DOCUMENT EXTRACT
----

One-year methane ebullition measurements over a cross section of a small stream

Ebullition is a major transport pathway of methane from aquatic ecosystems to the atmosphere. Several studies have highlighted that methane ebullition plays an important role in reservoirs, but not much data is available from non-impounded stream sections. Quantifying river methane emissions on a global scale is a challenge due to the high spatiotemporal heterogeneity in these dynamic and variable systems. A better conceptual understanding of riverine methane ebullition is needed for sound carbon budgets, both in terms of flux volumes and predictive factors for hot-spot emission zones.

This study targeted the knowledge gap in riverine methane ebullition with a time-resolved observation-based analysis of the ebullitive transportation pathway in a river cross section. We installed four bubble traps in a small stream in southern Germany and monitored volumes and concentrations of the two greenhouse gases CO₂ and CH₄ along with carbon stable isotopes (δ¹³C) of CH₄ over the course of a year. The bubble traps were evenly distributed over one cross-section in a curve to represent different sediment-compositions and flow regimes between the undercut slope and slip-off slope. Sediment characterization at each site included grain-size distribution curves, porosity measurements and determination of organic carbon content.

----

INFORMATION SHOWN
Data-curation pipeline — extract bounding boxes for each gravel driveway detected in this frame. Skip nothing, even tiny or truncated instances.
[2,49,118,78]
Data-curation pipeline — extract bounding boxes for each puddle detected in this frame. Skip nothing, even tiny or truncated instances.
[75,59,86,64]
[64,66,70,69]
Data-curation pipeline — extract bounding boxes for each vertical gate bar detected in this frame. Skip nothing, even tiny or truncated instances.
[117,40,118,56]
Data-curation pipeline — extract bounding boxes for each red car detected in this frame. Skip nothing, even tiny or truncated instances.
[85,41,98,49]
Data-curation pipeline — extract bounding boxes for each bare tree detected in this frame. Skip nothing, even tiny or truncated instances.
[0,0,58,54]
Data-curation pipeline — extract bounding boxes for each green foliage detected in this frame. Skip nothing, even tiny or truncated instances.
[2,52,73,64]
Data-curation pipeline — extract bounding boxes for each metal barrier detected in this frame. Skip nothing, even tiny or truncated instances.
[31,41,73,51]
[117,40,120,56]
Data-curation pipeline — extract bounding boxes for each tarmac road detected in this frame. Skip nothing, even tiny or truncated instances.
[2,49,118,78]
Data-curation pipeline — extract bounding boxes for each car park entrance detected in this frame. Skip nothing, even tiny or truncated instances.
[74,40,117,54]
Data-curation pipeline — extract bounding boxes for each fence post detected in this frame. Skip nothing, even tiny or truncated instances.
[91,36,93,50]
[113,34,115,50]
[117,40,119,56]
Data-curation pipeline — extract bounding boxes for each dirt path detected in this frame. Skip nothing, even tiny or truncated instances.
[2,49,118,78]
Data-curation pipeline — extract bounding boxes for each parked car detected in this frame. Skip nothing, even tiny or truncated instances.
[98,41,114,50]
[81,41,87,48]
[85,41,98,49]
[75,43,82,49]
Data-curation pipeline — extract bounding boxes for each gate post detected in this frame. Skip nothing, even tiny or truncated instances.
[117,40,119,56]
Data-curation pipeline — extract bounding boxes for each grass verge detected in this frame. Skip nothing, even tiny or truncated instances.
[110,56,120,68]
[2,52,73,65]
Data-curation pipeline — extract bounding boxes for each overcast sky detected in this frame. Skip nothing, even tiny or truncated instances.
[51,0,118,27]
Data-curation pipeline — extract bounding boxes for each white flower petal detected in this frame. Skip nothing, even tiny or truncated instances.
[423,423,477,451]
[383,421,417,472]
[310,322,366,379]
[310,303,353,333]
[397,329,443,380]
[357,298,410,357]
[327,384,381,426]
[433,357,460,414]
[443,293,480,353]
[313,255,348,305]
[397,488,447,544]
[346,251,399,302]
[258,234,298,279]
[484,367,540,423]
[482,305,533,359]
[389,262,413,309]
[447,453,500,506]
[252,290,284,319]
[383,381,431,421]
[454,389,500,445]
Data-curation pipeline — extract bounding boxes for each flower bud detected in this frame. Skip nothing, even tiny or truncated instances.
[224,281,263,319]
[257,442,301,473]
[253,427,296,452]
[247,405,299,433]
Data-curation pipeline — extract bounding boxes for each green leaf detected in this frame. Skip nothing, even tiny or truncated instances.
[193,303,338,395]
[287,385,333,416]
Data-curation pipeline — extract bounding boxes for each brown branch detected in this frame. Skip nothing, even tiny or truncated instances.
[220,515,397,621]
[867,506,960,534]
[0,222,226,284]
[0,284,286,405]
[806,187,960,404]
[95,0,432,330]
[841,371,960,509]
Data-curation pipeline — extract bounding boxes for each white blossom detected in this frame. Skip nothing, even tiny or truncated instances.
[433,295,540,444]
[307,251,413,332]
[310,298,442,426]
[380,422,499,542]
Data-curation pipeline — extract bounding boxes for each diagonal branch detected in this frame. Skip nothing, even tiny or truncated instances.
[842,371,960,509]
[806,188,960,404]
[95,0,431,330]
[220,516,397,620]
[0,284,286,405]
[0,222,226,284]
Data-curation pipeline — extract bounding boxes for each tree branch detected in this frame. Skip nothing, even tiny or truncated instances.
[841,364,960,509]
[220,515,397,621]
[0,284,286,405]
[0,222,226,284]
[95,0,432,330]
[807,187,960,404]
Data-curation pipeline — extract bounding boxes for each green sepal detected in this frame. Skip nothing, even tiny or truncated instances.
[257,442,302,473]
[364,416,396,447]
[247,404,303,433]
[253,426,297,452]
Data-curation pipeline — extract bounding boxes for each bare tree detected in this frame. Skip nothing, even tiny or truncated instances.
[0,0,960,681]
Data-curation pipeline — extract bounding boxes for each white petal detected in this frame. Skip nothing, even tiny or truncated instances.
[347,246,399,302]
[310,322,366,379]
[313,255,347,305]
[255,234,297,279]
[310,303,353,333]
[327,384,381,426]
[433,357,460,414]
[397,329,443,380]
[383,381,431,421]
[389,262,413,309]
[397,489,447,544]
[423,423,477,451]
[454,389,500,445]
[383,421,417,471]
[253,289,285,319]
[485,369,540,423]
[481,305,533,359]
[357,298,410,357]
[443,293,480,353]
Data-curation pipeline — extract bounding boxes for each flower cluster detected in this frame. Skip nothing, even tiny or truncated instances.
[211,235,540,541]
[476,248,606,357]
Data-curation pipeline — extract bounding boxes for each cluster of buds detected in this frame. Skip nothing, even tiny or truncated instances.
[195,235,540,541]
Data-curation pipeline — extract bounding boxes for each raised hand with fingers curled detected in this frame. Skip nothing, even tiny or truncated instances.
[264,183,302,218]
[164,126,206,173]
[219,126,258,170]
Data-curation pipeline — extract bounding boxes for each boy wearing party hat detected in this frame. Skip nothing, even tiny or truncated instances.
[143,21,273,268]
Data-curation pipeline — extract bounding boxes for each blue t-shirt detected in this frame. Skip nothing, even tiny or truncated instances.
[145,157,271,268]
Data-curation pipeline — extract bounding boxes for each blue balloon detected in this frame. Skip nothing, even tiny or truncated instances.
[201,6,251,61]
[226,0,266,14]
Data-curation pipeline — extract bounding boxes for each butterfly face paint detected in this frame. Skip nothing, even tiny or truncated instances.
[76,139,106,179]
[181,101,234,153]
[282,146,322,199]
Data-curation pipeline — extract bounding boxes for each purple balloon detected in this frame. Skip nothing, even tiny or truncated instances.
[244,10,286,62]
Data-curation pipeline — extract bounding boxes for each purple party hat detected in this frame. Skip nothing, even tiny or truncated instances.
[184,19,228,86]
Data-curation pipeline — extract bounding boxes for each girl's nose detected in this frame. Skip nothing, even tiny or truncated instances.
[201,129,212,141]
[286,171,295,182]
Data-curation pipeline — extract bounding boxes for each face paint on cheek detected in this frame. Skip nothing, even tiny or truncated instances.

----

TASK ITEM A
Reproduce the passage of the methane ebullition text starting at "One-year methane ebullition" and ending at "hot-spot emission zones.", copying it word for word.
TASK ITEM B
Pick up the text on methane ebullition in a small stream and keep writing from the point where it stops.
The rows play no part in what follows and can be set aside.

RESPONSE AREA A
One-year methane ebullition measurements over a cross section of a small stream

Ebullition is a major transport pathway of methane from aquatic ecosystems to the atmosphere. Several studies have highlighted that methane ebullition plays an important role in reservoirs, but not much data is available from non-impounded stream sections. Quantifying river methane emissions on a global scale is a challenge due to the high spatiotemporal heterogeneity in these dynamic and variable systems. A better conceptual understanding of riverine methane ebullition is needed for sound carbon budgets, both in terms of flux volumes and predictive factors for hot-spot emission zones.

RESPONSE AREA B
Ebullitive gas fluxes were extremely high at two of the locations centrally in the river: up to 1000 ml m^-2 d^-1 during summer and autumn, and 100-400 ml m^-2 d^-1 in December. CH₄ concentrations of up to 65% were measured in the gas samples and CH₄ exceeded CO₂ concentrations (<5%) by far. Each site in the cross section showed relatively stable gas volumes and concentrations during the summer period. As expected, at the undercut slope, only very small gas volumes were detected year-round. Contrary to prior expectations, gas volumes and greenhouse gas concentrations were highest in the central section of the river and not above the fine-grained deposits of the slip-off slope. CH₄ isotopes were generally <-60‰, indicating a major contribution of hydrogenotrophic methanogenesis. During July however, δ¹³C of CH₄ at the slip-off slope showed higher values between -60‰ and -45‰, potentially due to a shift in the main methanogenic pathway or connected to increased macrophyte growth observed simultaneously. Overall, this study underlines the importance of ebullitive greenhouse gas fluxes from rivers for the global climate and provides novel insights into the role of different streambed sections for CH₄ ebullition during all seasons of the year.